ESTRATTO SCELTO:
■ ■ ■
7. C’è da presumere che, durante questo 2017, la proposta procederà spedita, tra pareri del parlamento UE gioiosamente favorevoli e Ecofin dove l’Italia garantirà un’adesione “nell’interesse primario dell’€uropa”, salvo poi accorgersi, come nel caso dell’Unione bancaria, che l’applicazione di regolamento e direttiva ha i concreti effetti di un’autentica tempesta perfetta messa sulla residua politica fiscale italiana.
I rendimenti del debito pubblico italiano, magari
a QE terminato, andrebbero immediatamente alle stelle e le banche a tutto dovrebbero pensare fuorché ad aumentare il credito alle imprese, che, a loro volta,
a tutto potrebbero pensare fuorché ad investire in una situazione in cui si privatizzerebbe, per ridurre immediatamente il debito, persino il Colosseo (minimo), e
le manovre di rientro (
aggiuntive a quella che comunque si dovrà fare per il già disposto, e insufficiente, salvataggio bancario),
sterminerebbero la domanda interna fino a livelli in cui Monti sembrerà un moderato keynesiano (a sua insaputa).
8. Ed è forse (forse) per questo, in preparazione della mattanza post elettorale, che Orfini, ieri sera, a “Porta a Porta”, ha dichiarato che i problemi che oggi si trovano a fronteggiare sono in gran parte il frutto della scelta della “terza via” compiuta dalla sinistra “vincente” degli anni ’90.
Ma il ripensamento di linea, oltre alla opposizione alle privatizzazioni, passerebbe per una cosa che, a dirla oggi, pare tutta-bella, e per un’altra che non si può dire prima delle elezioni.
■ ■ ■
DA FARE:
1. Ricopia la parte dell'estratto che si apre con le parole contenenti "I rendimenti del" e si chiude con "(a sua insaputa).", cambiando "Colosseo" in "Pantheon".
2. Individua nei record ogni riga in cui compare la parola "green" e trascrivila.
L'estratto e i record non hanno nessun legame tra loro.
■ ■ ■
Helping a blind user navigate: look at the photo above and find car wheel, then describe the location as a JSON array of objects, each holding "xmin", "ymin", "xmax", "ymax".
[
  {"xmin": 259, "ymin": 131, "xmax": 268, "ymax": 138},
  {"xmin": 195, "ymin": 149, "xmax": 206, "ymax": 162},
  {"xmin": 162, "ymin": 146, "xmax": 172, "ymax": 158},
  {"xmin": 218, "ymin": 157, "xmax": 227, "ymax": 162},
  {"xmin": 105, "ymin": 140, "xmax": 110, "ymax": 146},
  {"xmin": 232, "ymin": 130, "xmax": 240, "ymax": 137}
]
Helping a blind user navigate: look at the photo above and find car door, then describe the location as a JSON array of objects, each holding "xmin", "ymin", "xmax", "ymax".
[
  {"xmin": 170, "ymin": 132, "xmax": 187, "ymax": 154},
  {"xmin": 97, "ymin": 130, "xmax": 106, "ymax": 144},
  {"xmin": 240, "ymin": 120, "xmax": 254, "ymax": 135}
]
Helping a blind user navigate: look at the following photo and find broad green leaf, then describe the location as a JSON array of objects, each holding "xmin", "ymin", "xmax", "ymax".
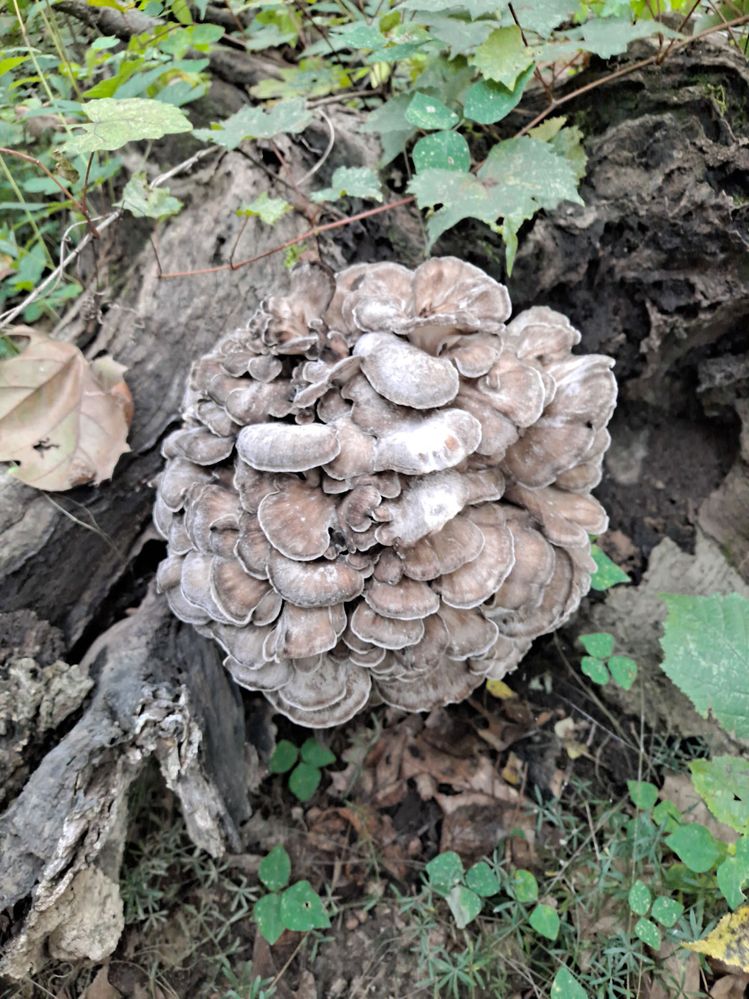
[
  {"xmin": 268, "ymin": 739, "xmax": 299, "ymax": 774},
  {"xmin": 580, "ymin": 656, "xmax": 610, "ymax": 686},
  {"xmin": 411, "ymin": 132, "xmax": 471, "ymax": 173},
  {"xmin": 551, "ymin": 965, "xmax": 588, "ymax": 999},
  {"xmin": 302, "ymin": 738, "xmax": 335, "ymax": 767},
  {"xmin": 466, "ymin": 860, "xmax": 499, "ymax": 898},
  {"xmin": 310, "ymin": 167, "xmax": 382, "ymax": 201},
  {"xmin": 627, "ymin": 881, "xmax": 653, "ymax": 916},
  {"xmin": 661, "ymin": 593, "xmax": 749, "ymax": 739},
  {"xmin": 257, "ymin": 844, "xmax": 291, "ymax": 891},
  {"xmin": 577, "ymin": 631, "xmax": 614, "ymax": 659},
  {"xmin": 406, "ymin": 91, "xmax": 460, "ymax": 132},
  {"xmin": 193, "ymin": 97, "xmax": 313, "ymax": 149},
  {"xmin": 281, "ymin": 881, "xmax": 330, "ymax": 933},
  {"xmin": 650, "ymin": 895, "xmax": 684, "ymax": 930},
  {"xmin": 607, "ymin": 656, "xmax": 637, "ymax": 690},
  {"xmin": 528, "ymin": 902, "xmax": 560, "ymax": 940},
  {"xmin": 463, "ymin": 66, "xmax": 533, "ymax": 125},
  {"xmin": 590, "ymin": 545, "xmax": 629, "ymax": 590},
  {"xmin": 635, "ymin": 919, "xmax": 661, "ymax": 950},
  {"xmin": 627, "ymin": 780, "xmax": 658, "ymax": 811},
  {"xmin": 470, "ymin": 25, "xmax": 533, "ymax": 90},
  {"xmin": 118, "ymin": 173, "xmax": 182, "ymax": 219},
  {"xmin": 664, "ymin": 822, "xmax": 720, "ymax": 874},
  {"xmin": 252, "ymin": 895, "xmax": 285, "ymax": 947},
  {"xmin": 689, "ymin": 756, "xmax": 749, "ymax": 834},
  {"xmin": 62, "ymin": 97, "xmax": 192, "ymax": 156},
  {"xmin": 447, "ymin": 885, "xmax": 483, "ymax": 930},
  {"xmin": 424, "ymin": 850, "xmax": 463, "ymax": 895},
  {"xmin": 289, "ymin": 762, "xmax": 322, "ymax": 801}
]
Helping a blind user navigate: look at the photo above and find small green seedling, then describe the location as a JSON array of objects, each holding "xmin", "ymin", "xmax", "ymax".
[
  {"xmin": 252, "ymin": 845, "xmax": 330, "ymax": 946},
  {"xmin": 268, "ymin": 738, "xmax": 336, "ymax": 802},
  {"xmin": 579, "ymin": 631, "xmax": 637, "ymax": 690}
]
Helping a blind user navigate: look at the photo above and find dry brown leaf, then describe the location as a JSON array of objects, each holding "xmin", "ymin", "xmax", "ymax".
[{"xmin": 0, "ymin": 326, "xmax": 132, "ymax": 492}]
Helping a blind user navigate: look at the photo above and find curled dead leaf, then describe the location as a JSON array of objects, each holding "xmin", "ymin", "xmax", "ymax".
[{"xmin": 0, "ymin": 326, "xmax": 133, "ymax": 492}]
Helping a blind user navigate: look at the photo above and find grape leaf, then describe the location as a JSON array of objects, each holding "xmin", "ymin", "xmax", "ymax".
[{"xmin": 661, "ymin": 593, "xmax": 749, "ymax": 739}]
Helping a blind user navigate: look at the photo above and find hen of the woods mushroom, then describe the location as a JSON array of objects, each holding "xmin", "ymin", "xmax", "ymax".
[{"xmin": 155, "ymin": 257, "xmax": 616, "ymax": 727}]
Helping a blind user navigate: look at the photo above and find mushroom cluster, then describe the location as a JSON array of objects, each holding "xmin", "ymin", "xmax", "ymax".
[{"xmin": 155, "ymin": 257, "xmax": 616, "ymax": 728}]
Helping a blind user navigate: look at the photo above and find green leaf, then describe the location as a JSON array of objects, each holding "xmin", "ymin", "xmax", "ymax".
[
  {"xmin": 509, "ymin": 867, "xmax": 538, "ymax": 902},
  {"xmin": 551, "ymin": 965, "xmax": 588, "ymax": 999},
  {"xmin": 528, "ymin": 902, "xmax": 560, "ymax": 940},
  {"xmin": 257, "ymin": 844, "xmax": 291, "ymax": 891},
  {"xmin": 470, "ymin": 25, "xmax": 533, "ymax": 90},
  {"xmin": 627, "ymin": 780, "xmax": 658, "ymax": 811},
  {"xmin": 447, "ymin": 885, "xmax": 483, "ymax": 930},
  {"xmin": 424, "ymin": 850, "xmax": 463, "ymax": 895},
  {"xmin": 577, "ymin": 631, "xmax": 614, "ymax": 659},
  {"xmin": 635, "ymin": 919, "xmax": 661, "ymax": 950},
  {"xmin": 580, "ymin": 656, "xmax": 610, "ymax": 685},
  {"xmin": 289, "ymin": 762, "xmax": 322, "ymax": 801},
  {"xmin": 411, "ymin": 132, "xmax": 471, "ymax": 173},
  {"xmin": 62, "ymin": 97, "xmax": 192, "ymax": 156},
  {"xmin": 608, "ymin": 656, "xmax": 637, "ymax": 690},
  {"xmin": 661, "ymin": 593, "xmax": 749, "ymax": 739},
  {"xmin": 689, "ymin": 756, "xmax": 749, "ymax": 834},
  {"xmin": 650, "ymin": 895, "xmax": 684, "ymax": 930},
  {"xmin": 664, "ymin": 822, "xmax": 720, "ymax": 874},
  {"xmin": 463, "ymin": 66, "xmax": 534, "ymax": 125},
  {"xmin": 193, "ymin": 97, "xmax": 313, "ymax": 149},
  {"xmin": 252, "ymin": 895, "xmax": 285, "ymax": 947},
  {"xmin": 237, "ymin": 191, "xmax": 291, "ymax": 225},
  {"xmin": 406, "ymin": 91, "xmax": 460, "ymax": 132},
  {"xmin": 466, "ymin": 860, "xmax": 499, "ymax": 898},
  {"xmin": 268, "ymin": 739, "xmax": 299, "ymax": 774},
  {"xmin": 590, "ymin": 545, "xmax": 629, "ymax": 590},
  {"xmin": 281, "ymin": 881, "xmax": 330, "ymax": 933},
  {"xmin": 302, "ymin": 738, "xmax": 335, "ymax": 767},
  {"xmin": 627, "ymin": 881, "xmax": 653, "ymax": 916},
  {"xmin": 310, "ymin": 167, "xmax": 382, "ymax": 201},
  {"xmin": 118, "ymin": 173, "xmax": 182, "ymax": 219}
]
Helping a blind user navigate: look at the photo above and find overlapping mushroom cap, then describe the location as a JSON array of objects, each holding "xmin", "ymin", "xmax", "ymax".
[{"xmin": 155, "ymin": 257, "xmax": 616, "ymax": 727}]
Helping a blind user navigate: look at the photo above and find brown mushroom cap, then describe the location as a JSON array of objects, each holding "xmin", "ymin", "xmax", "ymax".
[{"xmin": 154, "ymin": 257, "xmax": 616, "ymax": 728}]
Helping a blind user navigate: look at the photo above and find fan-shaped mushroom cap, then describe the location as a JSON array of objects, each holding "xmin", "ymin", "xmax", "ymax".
[{"xmin": 154, "ymin": 258, "xmax": 616, "ymax": 728}]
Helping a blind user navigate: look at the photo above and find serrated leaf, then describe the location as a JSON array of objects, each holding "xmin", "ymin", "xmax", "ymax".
[
  {"xmin": 689, "ymin": 756, "xmax": 749, "ymax": 833},
  {"xmin": 0, "ymin": 326, "xmax": 132, "ymax": 491},
  {"xmin": 577, "ymin": 631, "xmax": 614, "ymax": 659},
  {"xmin": 551, "ymin": 966, "xmax": 588, "ymax": 999},
  {"xmin": 289, "ymin": 762, "xmax": 322, "ymax": 802},
  {"xmin": 664, "ymin": 822, "xmax": 721, "ymax": 874},
  {"xmin": 463, "ymin": 65, "xmax": 534, "ymax": 125},
  {"xmin": 590, "ymin": 545, "xmax": 630, "ymax": 590},
  {"xmin": 118, "ymin": 173, "xmax": 183, "ymax": 219},
  {"xmin": 193, "ymin": 97, "xmax": 313, "ymax": 149},
  {"xmin": 470, "ymin": 25, "xmax": 533, "ymax": 90},
  {"xmin": 528, "ymin": 902, "xmax": 560, "ymax": 941},
  {"xmin": 252, "ymin": 895, "xmax": 285, "ymax": 947},
  {"xmin": 406, "ymin": 91, "xmax": 460, "ymax": 132},
  {"xmin": 411, "ymin": 132, "xmax": 471, "ymax": 172},
  {"xmin": 302, "ymin": 738, "xmax": 335, "ymax": 767},
  {"xmin": 684, "ymin": 905, "xmax": 749, "ymax": 974},
  {"xmin": 62, "ymin": 97, "xmax": 192, "ymax": 156},
  {"xmin": 310, "ymin": 167, "xmax": 382, "ymax": 202},
  {"xmin": 281, "ymin": 881, "xmax": 330, "ymax": 933},
  {"xmin": 424, "ymin": 850, "xmax": 463, "ymax": 895},
  {"xmin": 466, "ymin": 860, "xmax": 499, "ymax": 898},
  {"xmin": 237, "ymin": 191, "xmax": 291, "ymax": 225},
  {"xmin": 661, "ymin": 593, "xmax": 749, "ymax": 739},
  {"xmin": 635, "ymin": 919, "xmax": 661, "ymax": 950},
  {"xmin": 268, "ymin": 739, "xmax": 299, "ymax": 774},
  {"xmin": 257, "ymin": 844, "xmax": 291, "ymax": 891}
]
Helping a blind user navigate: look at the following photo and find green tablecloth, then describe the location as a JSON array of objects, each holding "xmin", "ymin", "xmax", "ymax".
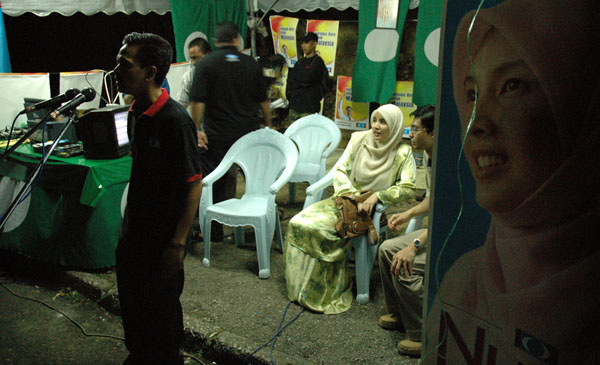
[{"xmin": 0, "ymin": 145, "xmax": 131, "ymax": 268}]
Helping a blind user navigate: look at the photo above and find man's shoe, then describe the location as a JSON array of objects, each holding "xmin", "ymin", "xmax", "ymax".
[
  {"xmin": 379, "ymin": 314, "xmax": 404, "ymax": 330},
  {"xmin": 398, "ymin": 339, "xmax": 421, "ymax": 357}
]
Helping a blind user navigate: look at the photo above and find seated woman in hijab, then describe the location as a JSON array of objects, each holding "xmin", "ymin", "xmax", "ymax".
[
  {"xmin": 425, "ymin": 0, "xmax": 600, "ymax": 364},
  {"xmin": 284, "ymin": 104, "xmax": 416, "ymax": 314}
]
■ ■ ■
RISPOSTE CORRETTE:
1.
I rendimenti del debito pubblico italiano, magari
a QE terminato, andrebbero immediatamente alle stelle e le banche a tutto dovrebbero pensare fuorché ad aumentare il credito alle imprese, che, a loro volta,
a tutto potrebbero pensare fuorché ad investire in una situazione in cui si privatizzerebbe, per ridurre immediatamente il debito, persino il Pantheon (minimo), e
le manovre di rientro (
aggiuntive a quella che comunque si dovrà fare per il già disposto, e insufficiente, salvataggio bancario),
sterminerebbero la domanda interna fino a livelli in cui Monti sembrerà un moderato keynesiano (a sua insaputa).

2.
Helping a blind user navigate: look at the following photo and find broad green leaf, then describe the location as a JSON array of objects, each holding "xmin", "ymin", "xmax", "ymax".
Helping a blind user navigate: look at the photo above and find small green seedling, then describe the location as a JSON array of objects, each holding "xmin", "ymin", "xmax", "ymax".
Helping a blind user navigate: look at the photo above and find green leaf, then describe the location as a JSON array of objects, each holding "xmin", "ymin", "xmax", "ymax".
Helping a blind user navigate: look at the following photo and find green tablecloth, then describe the location as a JSON array of objects, each holding "xmin", "ymin", "xmax", "ymax".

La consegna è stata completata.